═══ Data listing

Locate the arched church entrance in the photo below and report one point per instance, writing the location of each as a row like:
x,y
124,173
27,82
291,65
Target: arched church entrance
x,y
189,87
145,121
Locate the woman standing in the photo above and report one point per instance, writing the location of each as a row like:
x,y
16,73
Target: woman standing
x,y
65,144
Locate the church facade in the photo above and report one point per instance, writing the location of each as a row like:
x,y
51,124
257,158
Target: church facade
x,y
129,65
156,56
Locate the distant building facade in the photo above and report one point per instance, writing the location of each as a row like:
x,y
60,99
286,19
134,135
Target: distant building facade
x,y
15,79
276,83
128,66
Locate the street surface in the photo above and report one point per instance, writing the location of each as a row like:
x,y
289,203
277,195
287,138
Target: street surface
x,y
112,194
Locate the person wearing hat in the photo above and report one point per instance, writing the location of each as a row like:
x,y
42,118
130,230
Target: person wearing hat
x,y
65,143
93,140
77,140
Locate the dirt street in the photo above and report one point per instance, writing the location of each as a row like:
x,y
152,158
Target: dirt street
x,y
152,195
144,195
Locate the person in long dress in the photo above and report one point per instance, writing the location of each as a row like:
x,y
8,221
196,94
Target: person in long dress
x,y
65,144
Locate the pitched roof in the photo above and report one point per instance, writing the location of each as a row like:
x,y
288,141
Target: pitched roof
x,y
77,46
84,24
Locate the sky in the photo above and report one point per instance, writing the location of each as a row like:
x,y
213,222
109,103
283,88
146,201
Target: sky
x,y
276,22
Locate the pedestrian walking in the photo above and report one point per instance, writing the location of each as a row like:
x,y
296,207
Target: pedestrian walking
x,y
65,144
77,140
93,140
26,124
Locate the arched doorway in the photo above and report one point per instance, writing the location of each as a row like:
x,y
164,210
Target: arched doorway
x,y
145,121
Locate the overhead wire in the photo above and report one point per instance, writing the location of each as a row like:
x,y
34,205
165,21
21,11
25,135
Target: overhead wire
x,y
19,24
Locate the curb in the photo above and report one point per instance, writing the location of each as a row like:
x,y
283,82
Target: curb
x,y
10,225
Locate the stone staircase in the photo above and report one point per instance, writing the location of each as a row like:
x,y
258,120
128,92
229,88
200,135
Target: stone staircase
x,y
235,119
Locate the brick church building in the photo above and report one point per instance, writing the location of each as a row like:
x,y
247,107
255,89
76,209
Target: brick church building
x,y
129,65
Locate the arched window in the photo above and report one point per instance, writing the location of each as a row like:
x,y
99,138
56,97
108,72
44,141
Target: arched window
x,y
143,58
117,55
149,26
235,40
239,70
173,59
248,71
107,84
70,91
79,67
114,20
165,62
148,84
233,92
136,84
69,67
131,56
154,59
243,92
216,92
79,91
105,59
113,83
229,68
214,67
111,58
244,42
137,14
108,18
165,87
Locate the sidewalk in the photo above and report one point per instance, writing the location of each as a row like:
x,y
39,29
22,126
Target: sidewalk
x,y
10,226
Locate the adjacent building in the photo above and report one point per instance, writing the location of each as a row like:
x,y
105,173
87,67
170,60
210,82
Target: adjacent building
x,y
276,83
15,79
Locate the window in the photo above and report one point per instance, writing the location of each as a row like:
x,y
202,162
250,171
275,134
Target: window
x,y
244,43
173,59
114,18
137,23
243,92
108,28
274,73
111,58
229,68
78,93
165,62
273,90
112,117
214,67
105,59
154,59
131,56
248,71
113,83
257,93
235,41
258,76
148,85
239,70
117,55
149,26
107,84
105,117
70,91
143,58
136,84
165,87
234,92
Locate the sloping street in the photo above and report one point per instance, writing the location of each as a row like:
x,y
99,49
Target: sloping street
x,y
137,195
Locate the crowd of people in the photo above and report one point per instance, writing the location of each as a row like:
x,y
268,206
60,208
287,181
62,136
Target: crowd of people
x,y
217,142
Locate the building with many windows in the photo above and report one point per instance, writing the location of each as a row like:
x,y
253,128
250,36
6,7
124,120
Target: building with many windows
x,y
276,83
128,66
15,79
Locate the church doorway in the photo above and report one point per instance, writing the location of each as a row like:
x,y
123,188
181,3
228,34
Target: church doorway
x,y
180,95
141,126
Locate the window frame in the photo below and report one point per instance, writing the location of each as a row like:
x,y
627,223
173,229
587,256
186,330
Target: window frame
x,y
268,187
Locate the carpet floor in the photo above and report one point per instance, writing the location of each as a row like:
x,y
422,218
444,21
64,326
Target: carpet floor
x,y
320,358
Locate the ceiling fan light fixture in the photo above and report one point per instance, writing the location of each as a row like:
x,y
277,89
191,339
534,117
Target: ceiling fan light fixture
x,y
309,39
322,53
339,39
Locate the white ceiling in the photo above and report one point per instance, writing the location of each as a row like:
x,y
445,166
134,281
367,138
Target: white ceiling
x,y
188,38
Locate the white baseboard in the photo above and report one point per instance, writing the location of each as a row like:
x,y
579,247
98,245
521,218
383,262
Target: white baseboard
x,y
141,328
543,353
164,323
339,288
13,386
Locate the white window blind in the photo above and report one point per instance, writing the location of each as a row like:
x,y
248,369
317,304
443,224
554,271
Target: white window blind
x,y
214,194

══════

**Exercise prompt:** Extract all of the data above and output it character for character.

**Task answer:**
Locate the arched church entrance in the photo below and report one point per instance, writing the location of each as a row like:
x,y
124,173
27,82
291,65
Target: arched church entrance
x,y
189,87
145,121
Locate the woman standing in the photo above and report one point per instance, writing the location of each as a row like:
x,y
16,73
Target: woman standing
x,y
65,144
Locate the church facade in the photo above and report one point per instance, writing the location of each as a row like:
x,y
51,124
257,158
Target: church facade
x,y
129,65
156,56
Locate the distant building facade in the photo above and report one point per instance, writing the location of each as a row like:
x,y
60,99
286,19
134,135
Target: distant building facade
x,y
15,79
276,83
128,66
Locate the street surface in the photo above and report one point per instance, writing the location of each as a row like:
x,y
289,203
277,195
287,138
Target: street surface
x,y
112,194
Locate the person wearing hat in the photo above and report one point per instance, writing the location of each as a row like:
x,y
42,118
130,230
Target: person wearing hat
x,y
65,143
93,140
77,140
Locate the dirt street in the photo above and report one point per instance, writing the location of each as a row like:
x,y
152,158
Target: dirt street
x,y
152,195
144,195
Locate the person in long dress in the photo above and report one point per instance, writing the location of each as a row like:
x,y
8,221
196,94
Target: person in long dress
x,y
65,144
Locate the pitched roof in the photo above and report one point per instance, writing the location of each as a row like:
x,y
288,141
Target: pitched roof
x,y
77,46
84,24
Locate the sky in the photo above and report one point per instance, writing the location of each as a row like:
x,y
213,222
109,103
283,88
146,201
Target: sky
x,y
276,22
Locate the pedestrian walking in the photo above and report one point per instance, writing the location of each as a row like:
x,y
296,207
Target: pedestrian walking
x,y
65,144
77,140
93,140
26,124
Locate the arched doorway in the photo above and report one point per instance, writing the location of each as a row like:
x,y
164,210
Target: arched doorway
x,y
145,121
Locate the overhead wire in the photo above and report one point per instance, writing the location of each as a row like:
x,y
34,205
165,21
21,11
25,135
Target: overhead wire
x,y
19,24
Locate the curb in the photo above and report one point per instance, writing the location of each as a row like:
x,y
283,82
Target: curb
x,y
10,225
Locate the stone staircase in the photo above and report one point per instance, writing the location of each as a row like:
x,y
258,120
128,92
229,88
200,135
Target: stone staircase
x,y
235,119
Locate the brick church building in the photo above and report one point per instance, writing the location of each as a row like:
x,y
247,107
255,89
76,209
Target: brick church building
x,y
129,65
Locate the arched window in the photo above and report one point per instance, writing the location of each as a row like:
x,y
99,138
56,97
108,72
44,141
Target: arched window
x,y
143,58
117,55
149,26
235,40
239,70
173,59
248,71
107,84
70,91
79,67
114,20
165,62
148,84
233,92
136,84
69,67
131,56
154,59
243,92
216,92
79,91
105,59
113,83
229,68
214,67
111,58
244,42
137,14
108,18
165,87
Locate the sidewalk in the photo above and report one point per instance, writing the location of each as a row like:
x,y
39,29
22,126
Target: sidewalk
x,y
10,226
Locate the adjacent building in the photo above and report one point per instance, writing the location of each as a row like:
x,y
105,173
87,67
170,60
210,82
Target: adjacent building
x,y
276,83
15,79
Locate the window in the photo above and report one point per instance, writing the location of each as a row like:
x,y
202,162
250,171
275,134
Target: window
x,y
244,43
173,59
114,18
137,23
243,92
108,28
274,73
111,58
229,68
78,93
165,62
273,90
112,117
214,67
105,59
154,59
131,56
248,71
113,83
257,93
235,41
258,76
148,85
239,70
117,55
149,26
107,84
105,117
70,91
143,58
136,84
165,87
234,92
Locate the sloping street in the photo above and report one point per instance, writing the location of each as a row like:
x,y
99,49
Target: sloping street
x,y
137,195
Locate the crowd of people in the photo above and report one point per instance, writing the location of each as a row like:
x,y
268,206
60,208
287,181
62,136
Target: crowd of people
x,y
217,142
Locate the building with many windows in the photo above and report one point per instance, writing the location of each as a row like:
x,y
253,128
250,36
6,7
124,120
Target: building with many windows
x,y
276,83
128,66
15,79
Locate the church doorway in the photo above and report one point per instance, writing the location of each as a row like:
x,y
123,188
181,3
228,34
Target: church doorway
x,y
180,95
141,126
Locate the window frame in the photo below and report one point per instance, writing the location of each as a row like:
x,y
627,223
173,229
587,256
186,330
Target: window frame
x,y
268,187
Locate the carpet floor in the photo above and report one point per instance, writing the location of each as a row like:
x,y
422,218
444,21
64,326
Target: carpet floor
x,y
320,358
Locate the ceiling fan light fixture in the photo above and report one point per instance, writing the location of each as a row like:
x,y
277,89
191,339
534,117
Target: ceiling fan light fixture
x,y
309,39
322,53
339,39
Locate the white ceiling in the photo above and report one point per instance, writing the location of each as a row like:
x,y
445,166
134,281
367,138
Target: white ceiling
x,y
188,38
Locate the white baseboard in the photo above and report one point per instance, writing the location of each as a row like:
x,y
579,247
98,245
521,218
383,262
Target: white baseboard
x,y
141,328
543,353
164,323
339,288
13,386
Locate the white window blind in the photo above and report one point per instance, writing the location of each as a row like:
x,y
248,369
317,304
443,224
554,271
Target: white window blind
x,y
214,194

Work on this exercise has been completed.